(Pointing dataset entries)
* begin *
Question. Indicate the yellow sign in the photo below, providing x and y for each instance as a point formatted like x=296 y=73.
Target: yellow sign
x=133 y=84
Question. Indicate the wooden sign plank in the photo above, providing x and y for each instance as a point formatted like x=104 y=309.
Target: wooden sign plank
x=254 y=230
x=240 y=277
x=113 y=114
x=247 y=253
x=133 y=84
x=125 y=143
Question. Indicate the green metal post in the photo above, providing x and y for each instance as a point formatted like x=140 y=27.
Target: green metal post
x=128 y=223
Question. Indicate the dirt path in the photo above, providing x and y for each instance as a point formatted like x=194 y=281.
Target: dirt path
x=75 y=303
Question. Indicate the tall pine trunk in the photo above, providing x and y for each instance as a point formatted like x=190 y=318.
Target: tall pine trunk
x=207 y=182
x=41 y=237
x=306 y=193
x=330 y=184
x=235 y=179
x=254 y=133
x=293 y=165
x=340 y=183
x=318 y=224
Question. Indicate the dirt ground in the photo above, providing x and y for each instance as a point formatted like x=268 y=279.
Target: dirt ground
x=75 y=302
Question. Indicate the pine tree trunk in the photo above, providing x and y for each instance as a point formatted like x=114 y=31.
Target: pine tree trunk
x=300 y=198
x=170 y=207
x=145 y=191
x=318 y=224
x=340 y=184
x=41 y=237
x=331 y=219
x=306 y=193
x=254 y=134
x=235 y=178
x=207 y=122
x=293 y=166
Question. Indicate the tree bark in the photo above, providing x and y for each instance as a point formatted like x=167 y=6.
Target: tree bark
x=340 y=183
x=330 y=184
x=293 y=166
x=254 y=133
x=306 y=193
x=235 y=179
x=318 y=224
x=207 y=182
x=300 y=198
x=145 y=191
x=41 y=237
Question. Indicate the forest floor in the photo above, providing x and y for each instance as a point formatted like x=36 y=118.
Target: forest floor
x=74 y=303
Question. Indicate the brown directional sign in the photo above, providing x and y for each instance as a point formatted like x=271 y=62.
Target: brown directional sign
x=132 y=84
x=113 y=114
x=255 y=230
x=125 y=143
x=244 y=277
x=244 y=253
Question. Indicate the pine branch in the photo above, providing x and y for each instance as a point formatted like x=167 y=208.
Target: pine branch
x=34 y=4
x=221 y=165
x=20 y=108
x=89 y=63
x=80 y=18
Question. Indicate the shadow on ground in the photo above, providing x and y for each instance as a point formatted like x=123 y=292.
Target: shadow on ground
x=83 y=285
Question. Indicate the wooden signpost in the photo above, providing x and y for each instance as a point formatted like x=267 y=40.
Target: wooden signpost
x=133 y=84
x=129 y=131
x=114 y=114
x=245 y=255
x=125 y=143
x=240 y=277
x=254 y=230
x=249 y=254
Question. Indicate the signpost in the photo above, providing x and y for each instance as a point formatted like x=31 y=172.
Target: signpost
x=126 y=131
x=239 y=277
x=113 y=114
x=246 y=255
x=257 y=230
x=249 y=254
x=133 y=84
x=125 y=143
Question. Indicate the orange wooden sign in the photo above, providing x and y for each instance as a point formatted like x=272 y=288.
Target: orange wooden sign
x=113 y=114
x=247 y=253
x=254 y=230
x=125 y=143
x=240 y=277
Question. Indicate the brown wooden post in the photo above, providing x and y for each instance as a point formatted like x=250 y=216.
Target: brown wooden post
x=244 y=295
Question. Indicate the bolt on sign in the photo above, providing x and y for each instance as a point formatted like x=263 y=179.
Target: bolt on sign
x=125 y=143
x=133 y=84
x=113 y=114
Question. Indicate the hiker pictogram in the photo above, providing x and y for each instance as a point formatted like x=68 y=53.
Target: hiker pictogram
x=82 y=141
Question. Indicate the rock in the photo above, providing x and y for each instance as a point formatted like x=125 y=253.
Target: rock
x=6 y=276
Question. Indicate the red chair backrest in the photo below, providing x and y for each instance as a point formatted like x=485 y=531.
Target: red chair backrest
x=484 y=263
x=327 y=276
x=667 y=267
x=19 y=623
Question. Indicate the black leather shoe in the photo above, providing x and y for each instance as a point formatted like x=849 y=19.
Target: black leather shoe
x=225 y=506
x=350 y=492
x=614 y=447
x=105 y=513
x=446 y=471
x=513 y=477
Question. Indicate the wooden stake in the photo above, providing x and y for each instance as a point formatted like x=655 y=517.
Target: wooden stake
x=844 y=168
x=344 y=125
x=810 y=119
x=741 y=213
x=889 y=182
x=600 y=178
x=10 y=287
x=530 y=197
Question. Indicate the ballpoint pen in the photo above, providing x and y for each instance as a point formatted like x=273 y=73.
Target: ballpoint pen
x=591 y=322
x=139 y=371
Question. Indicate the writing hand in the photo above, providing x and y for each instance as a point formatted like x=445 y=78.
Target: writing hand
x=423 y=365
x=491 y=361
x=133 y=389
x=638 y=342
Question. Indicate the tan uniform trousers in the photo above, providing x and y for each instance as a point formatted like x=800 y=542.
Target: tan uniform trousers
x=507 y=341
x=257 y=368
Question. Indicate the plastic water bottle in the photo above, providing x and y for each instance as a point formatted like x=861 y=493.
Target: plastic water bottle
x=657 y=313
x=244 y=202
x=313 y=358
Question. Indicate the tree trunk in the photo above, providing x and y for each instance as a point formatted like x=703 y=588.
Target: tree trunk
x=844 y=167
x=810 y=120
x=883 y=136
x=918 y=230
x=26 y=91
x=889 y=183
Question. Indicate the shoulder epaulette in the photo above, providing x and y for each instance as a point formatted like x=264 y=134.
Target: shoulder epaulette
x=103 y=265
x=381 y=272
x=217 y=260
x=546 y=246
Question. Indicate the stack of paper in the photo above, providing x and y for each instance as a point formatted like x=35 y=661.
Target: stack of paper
* end *
● Exercise: Rewrite all of the entries above, putting "Mark" wherever "Indicate" appears and leaving everything else unchanged.

● Solution for this problem:
Question. Mark the yellow sign in the photo below, providing x and y for each instance as a point formatted like x=296 y=73.
Target: yellow sign
x=133 y=84
Question. Mark the wooden sign plank in the photo above, providing x and y for each instance as a point formatted like x=104 y=309.
Target: wooden sign plank
x=254 y=230
x=240 y=277
x=113 y=114
x=247 y=253
x=133 y=84
x=125 y=143
Question. Mark the green metal post in the photo above, providing x and y for each instance as a point formatted like x=140 y=27.
Target: green metal post
x=128 y=223
Question. Mark the dirt path in the photo above, providing x and y for each instance as a point formatted like x=194 y=281.
Target: dirt path
x=75 y=303
Question. Mark the tall pine trunk in the photo above, providing x and y for each instance as a point formatted like x=190 y=318.
Target: tall pine trunk
x=207 y=182
x=41 y=237
x=306 y=193
x=330 y=184
x=235 y=179
x=254 y=133
x=293 y=165
x=340 y=183
x=318 y=224
Question. Mark the dirt ground in the photo above, providing x and y for each instance as a point formatted like x=268 y=279.
Target: dirt ground
x=75 y=302
Question. Mark the pine tree trunk in the photo above, providing x and y for each instance as a point formatted like x=114 y=31.
Target: pine tree trunk
x=300 y=198
x=170 y=207
x=145 y=191
x=318 y=224
x=340 y=184
x=41 y=237
x=331 y=219
x=306 y=193
x=254 y=134
x=235 y=178
x=207 y=122
x=293 y=166
Question. Mark the tree bark in the photo above, providing x and y for each instance as a point formatted like x=167 y=6.
Target: tree bark
x=340 y=183
x=330 y=184
x=293 y=166
x=254 y=133
x=306 y=193
x=235 y=179
x=318 y=224
x=207 y=182
x=300 y=198
x=145 y=191
x=41 y=237
Question. Mark the forest floor in the photo above, providing x and y for each instance as a point formatted like x=36 y=118.
Target: forest floor
x=74 y=303
Question. Mark the brown directional sign in the photo above, providing x and y for each instance as a point formatted like x=271 y=62.
Target: brown directional sign
x=132 y=84
x=113 y=114
x=255 y=230
x=125 y=143
x=244 y=277
x=244 y=253
Question. Mark the pine branch in the photo above, providing x and y for each instance as a point formatted like x=167 y=208.
Target: pine branch
x=34 y=4
x=221 y=165
x=20 y=108
x=89 y=63
x=80 y=18
Question. Mark the shadow on ground in the photo above, providing x and y for each instance as a point formatted like x=123 y=292.
Target: shadow on ground
x=83 y=285
Question. Mark the wooden signpost in the photo above, providing x and y for each instance as a point formatted like x=267 y=40.
Target: wooden signpost
x=133 y=84
x=129 y=131
x=114 y=114
x=245 y=255
x=125 y=143
x=240 y=277
x=254 y=230
x=249 y=254
Question. Mark the signpost in the photo above, providing x and y for each instance as a point formatted like x=31 y=172.
Target: signpost
x=126 y=131
x=239 y=277
x=113 y=114
x=246 y=255
x=257 y=230
x=249 y=254
x=133 y=84
x=125 y=143
Question. Mark the orange wooden sign in the photo above, providing x and y for each instance as a point formatted like x=272 y=288.
Target: orange wooden sign
x=113 y=114
x=247 y=253
x=254 y=230
x=125 y=143
x=240 y=277
Question. Mark the brown wooden post in the photo above, providing x and y for each instance as a point formatted like x=250 y=216.
Target: brown wooden post
x=244 y=295
Question. Mark the bolt on sign in the photo above, providing x and y for each instance as a point formatted like x=263 y=179.
Target: bolt on sign
x=125 y=143
x=133 y=84
x=113 y=114
Question. Mark the hiker pictogram in the photo above, providing x and y for each instance as a point formatted like x=68 y=53.
Target: hiker pictogram
x=82 y=141
Question. Mark the rock in the photo above, providing x and y for each instance as a point formatted like x=125 y=253.
Target: rock
x=6 y=276
Question. Mark the red chair backrest in the photo below, providing x and y for each instance as a point formatted like x=485 y=531.
Target: red chair backrest
x=484 y=263
x=327 y=276
x=667 y=267
x=19 y=623
Question. Mark the black leather shoe in the photo above, providing x and y for each instance as a point formatted like x=849 y=19.
Target: black leather shoe
x=225 y=506
x=350 y=492
x=614 y=447
x=105 y=513
x=446 y=471
x=513 y=477
Question. Mark the wooden stake in the photo above, providing x and y for each instance as a point formatted like x=655 y=517.
Target: wooden stake
x=844 y=168
x=344 y=125
x=810 y=119
x=741 y=213
x=889 y=182
x=600 y=178
x=10 y=287
x=530 y=197
Question. Mark the ballpoint pen in the photo above, providing x and y for each instance as a point formatted like x=273 y=73.
Target: ballpoint pen
x=591 y=322
x=139 y=371
Question. Mark the writing hand in the photo above, providing x and y for each instance as a point formatted like x=445 y=78.
Target: writing hand
x=423 y=365
x=491 y=361
x=133 y=389
x=638 y=342
Question. Mark the tan uniform trousers in the photo above, providing x and y for each instance as a point formatted like x=800 y=542.
Target: tan uniform trousers
x=507 y=341
x=257 y=368
Question. Mark the plastic water bottle in the photo above, providing x and y for each instance as a point formatted like x=861 y=493.
Target: plastic water bottle
x=657 y=313
x=244 y=202
x=313 y=358
Question. Mark the tree trunk in the photo above, providing x and y for each instance as a point formatted like x=703 y=588.
Target: tree trunk
x=844 y=167
x=810 y=120
x=883 y=136
x=918 y=230
x=26 y=91
x=889 y=183
Question. Mark the shoulder epaulette in the photo above, providing x and y for each instance as a point formatted like x=264 y=134.
Target: shoulder epaulette
x=103 y=265
x=381 y=272
x=217 y=260
x=546 y=246
Question. Mark the stack of paper in the photo above, providing x and y for each instance as a point formatted like x=35 y=661.
Target: stack of paper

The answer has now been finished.